— BEGIN Source document —

But the smooth ride enjoyed by the government may be coming to an end as a growing number of smaller employers and industries in poorer parts of the country begin to voice opposition to further increases. Stephen Alambritis, of the Federation of Small Businesses, says his members are worried that any economic downturn could worsen the problem and would like to see more consideration of regional economic variations.

One industry which has faced problems is hairdressing, which is traditionally one of the lowest-paid occupations in the country. Thousands of low-paid employees have benefited from the minimum wage, but smaller salons fear they cannot continue to meet wage increases. Ray Seymour, general secretary of the National Hairdressers’ Federation, said a particular worry is the Low Pay Commission’s proposal to extend wage controls to trainees under the age of 18.

Research by the Organisation for Economic Co-operation and Development suggests that workers in their teenage years and early twenties have seen their job prospects suffer where the minimum wage has been set too high. In Spain employment was hit when the adult rate was extended to 16-year-olds. Other commentators warn that the minimum wage is encouraging some businesses to break the law.

— END Source document —
— BEGIN Dataset extract —

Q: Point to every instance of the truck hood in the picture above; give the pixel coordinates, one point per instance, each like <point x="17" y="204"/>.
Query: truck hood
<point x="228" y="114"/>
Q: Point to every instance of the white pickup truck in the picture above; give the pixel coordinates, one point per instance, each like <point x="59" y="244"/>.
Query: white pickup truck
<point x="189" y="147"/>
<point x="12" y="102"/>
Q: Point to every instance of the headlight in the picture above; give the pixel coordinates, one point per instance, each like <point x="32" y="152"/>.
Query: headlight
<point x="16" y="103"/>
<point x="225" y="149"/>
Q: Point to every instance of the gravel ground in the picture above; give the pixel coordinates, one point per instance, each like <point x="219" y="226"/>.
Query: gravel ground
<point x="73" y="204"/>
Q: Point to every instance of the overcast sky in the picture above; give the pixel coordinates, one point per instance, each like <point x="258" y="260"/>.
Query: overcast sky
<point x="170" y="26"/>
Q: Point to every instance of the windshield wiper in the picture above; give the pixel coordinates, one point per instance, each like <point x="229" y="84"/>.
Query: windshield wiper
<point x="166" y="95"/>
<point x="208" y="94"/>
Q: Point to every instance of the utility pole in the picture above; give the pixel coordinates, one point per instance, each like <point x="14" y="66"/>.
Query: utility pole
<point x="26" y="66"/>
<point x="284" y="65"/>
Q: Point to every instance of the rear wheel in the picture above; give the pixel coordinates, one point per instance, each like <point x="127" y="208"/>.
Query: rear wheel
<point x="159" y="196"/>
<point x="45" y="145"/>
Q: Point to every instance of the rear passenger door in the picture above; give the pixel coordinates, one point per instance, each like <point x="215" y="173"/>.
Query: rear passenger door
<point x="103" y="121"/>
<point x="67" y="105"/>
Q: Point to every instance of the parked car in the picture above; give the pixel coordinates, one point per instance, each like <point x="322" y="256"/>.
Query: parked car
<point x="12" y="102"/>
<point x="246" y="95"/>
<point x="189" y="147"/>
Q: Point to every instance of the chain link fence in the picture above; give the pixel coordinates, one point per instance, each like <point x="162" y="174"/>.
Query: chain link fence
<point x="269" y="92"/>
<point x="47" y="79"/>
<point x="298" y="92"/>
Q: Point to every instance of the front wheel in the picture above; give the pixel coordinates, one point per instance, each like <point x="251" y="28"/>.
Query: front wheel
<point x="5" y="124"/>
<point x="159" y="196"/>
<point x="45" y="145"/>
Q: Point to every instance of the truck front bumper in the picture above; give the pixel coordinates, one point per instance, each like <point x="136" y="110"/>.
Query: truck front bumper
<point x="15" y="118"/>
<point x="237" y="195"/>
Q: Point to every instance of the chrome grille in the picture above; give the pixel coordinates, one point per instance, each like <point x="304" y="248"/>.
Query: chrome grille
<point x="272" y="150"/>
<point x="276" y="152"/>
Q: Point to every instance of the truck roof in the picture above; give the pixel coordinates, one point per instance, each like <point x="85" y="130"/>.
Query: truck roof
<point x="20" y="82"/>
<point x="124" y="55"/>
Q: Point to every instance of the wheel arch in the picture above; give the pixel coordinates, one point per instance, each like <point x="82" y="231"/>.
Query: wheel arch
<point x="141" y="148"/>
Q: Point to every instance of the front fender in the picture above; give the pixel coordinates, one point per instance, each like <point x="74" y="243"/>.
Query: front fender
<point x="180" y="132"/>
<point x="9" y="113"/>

— END Dataset extract —

== Goals ==
1) In the minimum wage passage, what organization is Ray Seymour the general secretary of?
2) Please copy the section of the minimum wage passage between "One industry which" and "to break the law.", inclusive.

== Answers to each task ==
1) The National Hairdressers’ Federation.

2)
One industry which has faced problems is hairdressing, which is traditionally one of the lowest-paid occupations in the country. Thousands of low-paid employees have benefited from the minimum wage, but smaller salons fear they cannot continue to meet wage increases. Ray Seymour, general secretary of the National Hairdressers’ Federation, said a particular worry is the Low Pay Commission’s proposal to extend wage controls to trainees under the age of 18.

Research by the Organisation for Economic Co-operation and Development suggests that workers in their teenage years and early twenties have seen their job prospects suffer where the minimum wage has been set too high. In Spain employment was hit when the adult rate was extended to 16-year-olds. Other commentators warn that the minimum wage is encouraging some businesses to break the law.